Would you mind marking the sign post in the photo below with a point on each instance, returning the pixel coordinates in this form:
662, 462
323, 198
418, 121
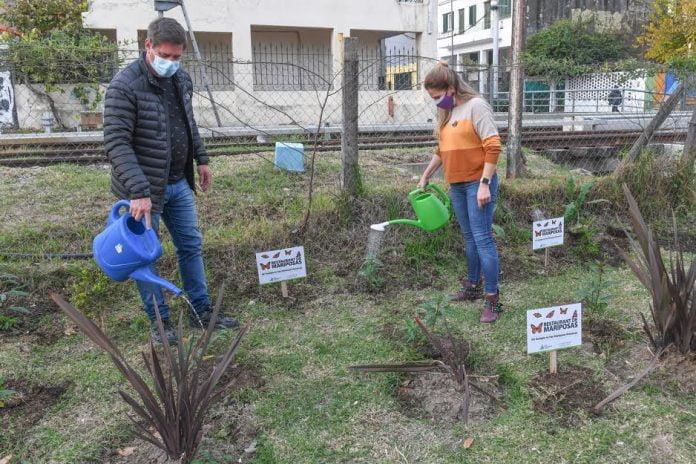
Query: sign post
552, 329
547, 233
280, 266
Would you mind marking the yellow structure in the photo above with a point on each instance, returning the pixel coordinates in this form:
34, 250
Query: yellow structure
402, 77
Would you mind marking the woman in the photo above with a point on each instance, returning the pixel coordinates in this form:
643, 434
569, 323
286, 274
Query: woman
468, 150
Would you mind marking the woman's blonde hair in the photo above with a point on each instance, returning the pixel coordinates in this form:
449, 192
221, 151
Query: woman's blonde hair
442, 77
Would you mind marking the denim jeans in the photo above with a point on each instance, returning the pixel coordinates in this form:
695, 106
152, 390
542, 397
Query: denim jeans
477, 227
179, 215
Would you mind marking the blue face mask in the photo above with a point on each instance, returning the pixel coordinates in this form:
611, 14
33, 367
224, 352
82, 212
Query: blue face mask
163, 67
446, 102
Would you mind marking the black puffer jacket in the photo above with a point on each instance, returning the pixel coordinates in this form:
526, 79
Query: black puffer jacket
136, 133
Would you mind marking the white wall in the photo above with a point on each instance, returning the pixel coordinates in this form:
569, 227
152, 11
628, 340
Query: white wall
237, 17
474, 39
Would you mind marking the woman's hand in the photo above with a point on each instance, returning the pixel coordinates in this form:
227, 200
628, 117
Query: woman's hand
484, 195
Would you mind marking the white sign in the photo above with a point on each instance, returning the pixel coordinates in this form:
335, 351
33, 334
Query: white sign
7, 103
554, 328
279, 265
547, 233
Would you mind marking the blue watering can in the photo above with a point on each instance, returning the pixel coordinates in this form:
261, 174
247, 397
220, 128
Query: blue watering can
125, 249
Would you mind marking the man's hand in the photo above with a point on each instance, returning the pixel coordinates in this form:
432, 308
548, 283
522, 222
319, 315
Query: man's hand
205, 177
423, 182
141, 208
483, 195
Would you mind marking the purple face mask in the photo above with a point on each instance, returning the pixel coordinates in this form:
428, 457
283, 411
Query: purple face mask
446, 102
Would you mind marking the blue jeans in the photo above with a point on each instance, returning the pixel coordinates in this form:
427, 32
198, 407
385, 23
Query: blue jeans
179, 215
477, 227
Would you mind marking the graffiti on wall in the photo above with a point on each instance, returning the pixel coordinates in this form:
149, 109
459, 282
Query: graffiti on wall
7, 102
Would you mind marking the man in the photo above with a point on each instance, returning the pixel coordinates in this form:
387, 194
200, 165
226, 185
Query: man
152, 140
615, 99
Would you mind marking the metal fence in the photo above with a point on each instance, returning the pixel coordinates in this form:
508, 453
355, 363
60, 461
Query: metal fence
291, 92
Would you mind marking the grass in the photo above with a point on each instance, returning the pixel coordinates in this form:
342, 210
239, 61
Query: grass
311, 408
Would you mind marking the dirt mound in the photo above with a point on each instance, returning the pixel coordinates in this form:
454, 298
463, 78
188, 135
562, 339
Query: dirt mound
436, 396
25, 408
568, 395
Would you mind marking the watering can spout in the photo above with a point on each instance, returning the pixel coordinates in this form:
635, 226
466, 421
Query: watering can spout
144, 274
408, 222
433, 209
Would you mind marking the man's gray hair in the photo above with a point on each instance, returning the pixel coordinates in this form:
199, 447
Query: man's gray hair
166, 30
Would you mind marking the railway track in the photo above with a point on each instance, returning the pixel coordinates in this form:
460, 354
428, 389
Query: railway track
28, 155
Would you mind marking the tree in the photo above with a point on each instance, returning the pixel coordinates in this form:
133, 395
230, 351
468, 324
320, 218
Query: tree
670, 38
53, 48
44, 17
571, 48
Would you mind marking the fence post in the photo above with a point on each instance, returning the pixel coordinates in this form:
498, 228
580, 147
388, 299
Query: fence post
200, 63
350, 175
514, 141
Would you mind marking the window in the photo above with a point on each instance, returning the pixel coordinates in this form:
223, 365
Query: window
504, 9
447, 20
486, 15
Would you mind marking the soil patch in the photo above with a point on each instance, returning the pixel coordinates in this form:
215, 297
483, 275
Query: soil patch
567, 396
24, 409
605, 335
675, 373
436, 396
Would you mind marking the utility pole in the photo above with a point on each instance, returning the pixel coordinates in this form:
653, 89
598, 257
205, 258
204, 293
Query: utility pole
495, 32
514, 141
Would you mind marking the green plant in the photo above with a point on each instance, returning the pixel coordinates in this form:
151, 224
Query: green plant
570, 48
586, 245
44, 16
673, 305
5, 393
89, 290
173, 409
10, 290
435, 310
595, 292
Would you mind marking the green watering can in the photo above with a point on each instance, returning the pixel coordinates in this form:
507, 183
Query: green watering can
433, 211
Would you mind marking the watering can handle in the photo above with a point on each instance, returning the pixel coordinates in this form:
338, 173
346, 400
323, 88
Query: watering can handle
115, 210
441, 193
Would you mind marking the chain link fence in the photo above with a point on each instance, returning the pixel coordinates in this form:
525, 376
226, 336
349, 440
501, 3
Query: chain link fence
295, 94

──────────────────────────────

# The task
Output the full listing verbatim; pictures stay out.

# Exercise answer
Would you mind marking the sign post in the photo below with a point on each instance, returning the pixel coordinates in this form:
662, 462
323, 198
418, 121
Query: sign post
552, 329
547, 233
280, 266
Would you mind marking the yellow structure in the photo above with a point on each instance, returning the pixel coordinates in this form:
34, 250
Query: yellow structure
402, 77
Would you mind marking the woman in the photo above with a point on each instance, returning the pixel coordinates in this form:
643, 434
569, 323
286, 274
Query: woman
468, 150
Would you mind marking the woman's blonde hair in the photo above with a point on each instance, returning the pixel coordinates in this form:
449, 192
221, 151
Query: woman's blonde hair
442, 77
Would you mind marking the denim jeans in the photo above with a point on each instance, returning the pixel coordinates in this form:
695, 106
152, 390
542, 397
Query: denim jeans
477, 227
179, 215
Would you mind marking the blue face mask in the photo above with a point on each instance, returning the pixel coordinates in this form:
611, 14
33, 367
224, 352
82, 212
Query: blue face mask
163, 67
446, 102
Would you mind marking the black puffer jacket in the photo above with a point on each instance, returning the pixel coordinates in this form:
526, 79
Query: black puffer jacket
136, 133
Would you mind marking the white wall in the photo above with a point on each instance, returning the pixel coordinates in this form:
569, 227
152, 11
628, 340
Query: white wall
237, 17
474, 39
Would you mind marking the woman's hand in the photo above with a point on each instance, returning the pixel coordinates in this form:
227, 200
628, 117
Query: woman's hand
484, 195
Would you mind marking the white sign in the photo above with a point on each instance, returning the pixel coordinates in this form:
335, 351
33, 334
Query: white sign
7, 103
554, 328
279, 265
547, 233
Would you mind marking the blue watering can in the photo above with a point on each instance, returning the pixel coordinates in this form:
261, 174
247, 397
220, 128
Query: blue watering can
125, 249
Would you mind marking the man's hand in the photo above with a point on each instance, returning the pixel coordinates in this form:
432, 308
548, 283
522, 222
319, 315
Query: man's hand
205, 177
423, 182
141, 208
483, 195
Would you mind marking the purple face mask in the photo above with a point on each instance, returning the pixel coordinates in this form:
428, 457
283, 411
Query: purple face mask
446, 102
Would you mind marking the blue jeans in the photo above with a point on each instance, returning the pixel coordinates in this form:
427, 32
198, 407
385, 23
Query: blue jeans
179, 215
477, 227
Would you mind marking the graffiti on wall in the photo above with a point on each instance, returning the pixel coordinates in this form:
149, 109
459, 282
Query: graffiti on wall
7, 102
Would you mind marking the man in the photo above with a point on each instance, returning the pixel coordinates in this form:
387, 194
200, 165
226, 185
Query: man
152, 140
615, 99
Would you mind marking the metal fence in the photo above with a point on each instance, returning the pixel coordinates in this form:
508, 453
355, 363
60, 461
Query: metal fence
291, 92
Would you mind marking the grass in the photo above with a point on each instance, returning the pixel coordinates in this form:
342, 210
239, 61
Query: grass
311, 408
Would you mind marking the dirt mound in the photo above with a point on each instance, returning the pixel coordinates in this form:
454, 298
463, 78
188, 135
562, 339
Query: dirt mound
436, 396
25, 408
568, 395
Would you mind marking the watering can spout in the photo above with a point on each instance, returning the pixel coordinates in this form:
635, 226
466, 421
Query: watering can spout
144, 274
408, 222
433, 209
Would you mind marking the man's gray hair in the photo above with a point on each instance, returning the pixel coordinates in this form:
199, 447
Query: man's gray hair
166, 30
Would you mind marking the railway track in the photo above with a point on each instance, returning the pixel coordinates in this form:
460, 354
428, 389
Query: railway track
28, 155
Would you mind marking the tree in the photo above with a point on each instance, returning the pixel coordinates in this form:
133, 395
230, 351
468, 324
320, 218
Query: tree
670, 38
53, 48
44, 17
571, 48
Would you mind marking the fence post in the photo above with a point on each instance, returning the pixel coordinates in this form:
498, 228
580, 147
388, 299
Query: fence post
200, 63
350, 175
514, 141
Would you mind marking the window in the photo above with a point on each instance, returning the pixel coordinates in this form:
223, 365
Query: window
504, 9
447, 20
486, 15
Would you mind marking the soil patch in the photo above with a point on each instance, returning the pixel coordinates in this form:
215, 297
483, 275
Query: soil patch
567, 396
24, 409
605, 335
675, 373
436, 396
Would you mind marking the utility pole in the photo above with a point on each instance, returning the pixel coordinates in this form:
653, 89
598, 257
205, 258
204, 293
Query: utility pole
495, 32
514, 141
Would you mind marking the green plant in the photo above with a point on each instance, returning the pixel coordinates in this form:
151, 224
Query: green plant
570, 48
586, 245
44, 16
673, 305
5, 393
89, 290
173, 409
10, 290
435, 310
595, 292
Would you mind marking the green watering can in the photo above with a point on each instance, returning the pixel coordinates in this form:
507, 183
Query: green watering can
433, 211
Would you mind marking the watering can handle in the photo above with a point on each instance, returning the pixel coordinates in this form:
338, 173
346, 400
323, 88
Query: watering can handle
115, 210
441, 193
Would you mind marking the chain link fence in the photo above with a point on each instance, returning the pixel coordinates in this form:
525, 376
226, 336
349, 440
501, 3
Query: chain link fence
295, 94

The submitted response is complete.